EXTRACTED MATERIAL »
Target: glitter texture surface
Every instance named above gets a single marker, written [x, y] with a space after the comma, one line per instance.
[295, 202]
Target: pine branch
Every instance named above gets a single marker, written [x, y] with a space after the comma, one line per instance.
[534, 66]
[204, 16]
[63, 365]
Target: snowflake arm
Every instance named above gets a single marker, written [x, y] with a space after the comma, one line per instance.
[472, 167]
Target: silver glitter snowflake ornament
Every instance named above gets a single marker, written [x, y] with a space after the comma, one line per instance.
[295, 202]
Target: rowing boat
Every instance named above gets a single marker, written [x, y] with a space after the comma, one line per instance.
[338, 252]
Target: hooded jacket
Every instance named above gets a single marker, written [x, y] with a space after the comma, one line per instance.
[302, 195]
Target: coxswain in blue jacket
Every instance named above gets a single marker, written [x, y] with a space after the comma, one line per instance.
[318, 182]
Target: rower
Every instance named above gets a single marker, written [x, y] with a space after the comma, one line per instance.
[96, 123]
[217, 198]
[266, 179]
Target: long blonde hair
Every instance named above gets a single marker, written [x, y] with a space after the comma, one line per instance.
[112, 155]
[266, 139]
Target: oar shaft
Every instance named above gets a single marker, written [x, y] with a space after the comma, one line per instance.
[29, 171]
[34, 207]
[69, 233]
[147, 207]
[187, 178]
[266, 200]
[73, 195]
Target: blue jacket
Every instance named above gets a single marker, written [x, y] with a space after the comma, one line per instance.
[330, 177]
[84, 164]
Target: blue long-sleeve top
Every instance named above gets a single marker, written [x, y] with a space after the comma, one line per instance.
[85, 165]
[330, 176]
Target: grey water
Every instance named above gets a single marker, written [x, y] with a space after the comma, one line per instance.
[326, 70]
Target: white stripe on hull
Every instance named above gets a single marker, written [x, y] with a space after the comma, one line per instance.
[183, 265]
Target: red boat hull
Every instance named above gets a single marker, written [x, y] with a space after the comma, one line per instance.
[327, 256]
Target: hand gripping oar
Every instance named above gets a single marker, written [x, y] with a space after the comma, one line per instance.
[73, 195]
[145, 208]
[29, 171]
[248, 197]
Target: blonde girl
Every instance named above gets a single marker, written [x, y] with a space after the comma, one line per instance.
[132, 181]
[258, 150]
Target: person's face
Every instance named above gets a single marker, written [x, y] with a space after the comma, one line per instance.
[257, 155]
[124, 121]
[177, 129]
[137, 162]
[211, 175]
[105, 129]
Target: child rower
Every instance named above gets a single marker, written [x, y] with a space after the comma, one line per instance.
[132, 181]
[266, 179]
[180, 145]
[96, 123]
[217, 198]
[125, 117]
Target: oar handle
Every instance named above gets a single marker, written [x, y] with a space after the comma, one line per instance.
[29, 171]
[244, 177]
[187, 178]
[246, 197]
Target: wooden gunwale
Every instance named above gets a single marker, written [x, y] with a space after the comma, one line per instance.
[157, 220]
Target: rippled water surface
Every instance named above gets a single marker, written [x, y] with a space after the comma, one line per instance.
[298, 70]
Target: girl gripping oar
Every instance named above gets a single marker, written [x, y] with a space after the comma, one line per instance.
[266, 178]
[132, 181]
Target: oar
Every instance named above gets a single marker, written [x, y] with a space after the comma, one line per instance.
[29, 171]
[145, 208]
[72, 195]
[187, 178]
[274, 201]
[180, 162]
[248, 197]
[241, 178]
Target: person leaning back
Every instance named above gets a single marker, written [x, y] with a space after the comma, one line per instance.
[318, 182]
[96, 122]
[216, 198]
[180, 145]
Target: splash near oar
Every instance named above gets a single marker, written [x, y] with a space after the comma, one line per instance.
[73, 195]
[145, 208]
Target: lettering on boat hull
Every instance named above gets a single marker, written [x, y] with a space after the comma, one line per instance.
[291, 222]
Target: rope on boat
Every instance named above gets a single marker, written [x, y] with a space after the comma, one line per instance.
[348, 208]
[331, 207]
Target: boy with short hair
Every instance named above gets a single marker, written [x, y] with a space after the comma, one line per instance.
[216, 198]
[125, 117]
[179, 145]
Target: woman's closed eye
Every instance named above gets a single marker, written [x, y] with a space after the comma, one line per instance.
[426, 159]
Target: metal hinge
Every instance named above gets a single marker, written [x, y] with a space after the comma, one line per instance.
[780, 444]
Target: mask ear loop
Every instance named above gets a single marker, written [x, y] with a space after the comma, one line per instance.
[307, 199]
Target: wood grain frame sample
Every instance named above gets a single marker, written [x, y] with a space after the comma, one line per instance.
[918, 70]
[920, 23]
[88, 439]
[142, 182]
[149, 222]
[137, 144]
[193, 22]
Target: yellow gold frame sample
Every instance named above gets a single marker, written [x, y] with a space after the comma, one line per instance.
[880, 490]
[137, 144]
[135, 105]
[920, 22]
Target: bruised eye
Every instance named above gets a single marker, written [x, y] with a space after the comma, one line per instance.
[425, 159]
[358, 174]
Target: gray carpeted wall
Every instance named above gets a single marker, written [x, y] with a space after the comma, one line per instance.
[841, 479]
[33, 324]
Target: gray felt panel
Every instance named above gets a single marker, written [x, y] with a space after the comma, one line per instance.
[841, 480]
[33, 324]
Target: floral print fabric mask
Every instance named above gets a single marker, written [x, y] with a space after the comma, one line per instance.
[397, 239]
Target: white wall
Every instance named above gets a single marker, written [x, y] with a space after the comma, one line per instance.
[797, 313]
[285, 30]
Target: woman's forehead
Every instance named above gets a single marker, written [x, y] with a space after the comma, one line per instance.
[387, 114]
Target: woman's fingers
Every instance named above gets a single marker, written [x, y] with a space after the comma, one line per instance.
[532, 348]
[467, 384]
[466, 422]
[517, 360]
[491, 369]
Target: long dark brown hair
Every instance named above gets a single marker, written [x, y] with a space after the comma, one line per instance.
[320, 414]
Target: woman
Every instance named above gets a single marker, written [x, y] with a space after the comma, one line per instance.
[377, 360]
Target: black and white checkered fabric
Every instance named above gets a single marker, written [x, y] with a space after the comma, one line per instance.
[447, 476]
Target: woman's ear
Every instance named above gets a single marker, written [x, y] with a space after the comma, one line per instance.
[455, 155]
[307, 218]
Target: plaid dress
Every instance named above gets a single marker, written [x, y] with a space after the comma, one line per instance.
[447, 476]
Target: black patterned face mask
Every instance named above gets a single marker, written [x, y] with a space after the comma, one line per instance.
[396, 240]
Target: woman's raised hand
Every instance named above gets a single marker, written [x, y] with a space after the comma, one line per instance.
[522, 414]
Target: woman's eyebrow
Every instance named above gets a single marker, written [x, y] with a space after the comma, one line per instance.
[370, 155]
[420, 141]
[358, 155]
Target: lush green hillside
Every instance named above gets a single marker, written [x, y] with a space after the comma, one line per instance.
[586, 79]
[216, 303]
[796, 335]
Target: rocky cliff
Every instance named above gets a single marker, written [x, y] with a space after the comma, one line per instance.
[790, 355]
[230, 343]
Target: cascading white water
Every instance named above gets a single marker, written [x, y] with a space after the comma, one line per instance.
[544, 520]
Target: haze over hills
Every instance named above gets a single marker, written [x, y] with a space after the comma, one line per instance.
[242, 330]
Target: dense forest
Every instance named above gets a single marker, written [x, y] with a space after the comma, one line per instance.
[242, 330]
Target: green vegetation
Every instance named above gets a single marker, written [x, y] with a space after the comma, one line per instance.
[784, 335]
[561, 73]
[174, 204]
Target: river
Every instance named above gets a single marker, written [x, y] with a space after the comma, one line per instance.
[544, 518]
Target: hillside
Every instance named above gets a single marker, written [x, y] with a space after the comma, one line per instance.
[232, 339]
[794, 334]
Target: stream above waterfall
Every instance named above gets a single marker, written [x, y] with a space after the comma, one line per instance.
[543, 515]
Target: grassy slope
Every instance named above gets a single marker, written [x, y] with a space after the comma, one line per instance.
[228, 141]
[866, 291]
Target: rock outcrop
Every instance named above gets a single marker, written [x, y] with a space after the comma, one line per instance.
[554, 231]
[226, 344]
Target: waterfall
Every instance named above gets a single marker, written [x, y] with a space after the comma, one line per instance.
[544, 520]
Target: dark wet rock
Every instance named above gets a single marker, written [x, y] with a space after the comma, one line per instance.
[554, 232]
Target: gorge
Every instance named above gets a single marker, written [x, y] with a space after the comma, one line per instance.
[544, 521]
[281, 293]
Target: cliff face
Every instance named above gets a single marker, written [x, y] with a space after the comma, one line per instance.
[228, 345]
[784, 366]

TASK GOAL » Rewrite the lines from the one containing "Target: dark wet rock" through the end of the rows, inclusive, with "gorge" swapped for "ravine" and nothing else altered.

EXERCISE ANSWER »
Target: dark wet rock
Every instance named above gets a single marker, written [x, y] with a space after the comma, one line per instance.
[554, 232]
Target: ravine
Every instance named above gets a single marker, written [x, y] with a space after the comma, one line per instance.
[544, 521]
[281, 293]
Target: cliff face
Every instance named above gets a single marker, written [x, y] with a space after the comma, one line per instance.
[228, 345]
[784, 366]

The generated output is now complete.